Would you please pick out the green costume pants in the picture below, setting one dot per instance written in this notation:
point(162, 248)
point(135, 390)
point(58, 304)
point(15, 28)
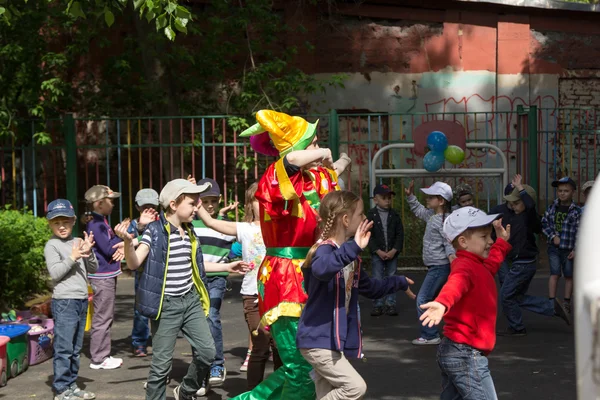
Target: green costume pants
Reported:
point(291, 381)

◇ ◇ ◇ ◇ ◇

Action item »
Copy the data above line for line, skipping every picture.

Answer below »
Would you please pick out the green costume pants in the picture below, setting one dot per instance written in this notation:
point(162, 248)
point(135, 390)
point(58, 304)
point(15, 28)
Target: green costume pants
Reported:
point(291, 381)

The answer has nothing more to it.